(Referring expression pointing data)
*** Block opens ***
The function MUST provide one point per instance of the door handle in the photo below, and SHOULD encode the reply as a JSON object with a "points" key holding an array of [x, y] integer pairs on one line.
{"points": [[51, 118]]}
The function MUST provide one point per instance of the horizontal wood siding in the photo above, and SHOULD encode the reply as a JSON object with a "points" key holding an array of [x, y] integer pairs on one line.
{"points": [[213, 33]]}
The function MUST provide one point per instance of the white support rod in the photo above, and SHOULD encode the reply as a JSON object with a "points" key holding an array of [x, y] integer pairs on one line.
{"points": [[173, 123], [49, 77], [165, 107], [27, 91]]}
*** Block closes ***
- [WORK TASK] Transcribe exactly, and only, the lines from the one with "The function MUST provide one point per instance of the white" through the last line of the data.

- [RESULT OF THIS EXERCISE]
The function MUST provide one point per instance of the white support rod in the photo above, and SHOULD encode the reply as a JSON object with a "points" key holding an array of [x, y] integer pairs on one line.
{"points": [[173, 123], [49, 77], [165, 107], [27, 91]]}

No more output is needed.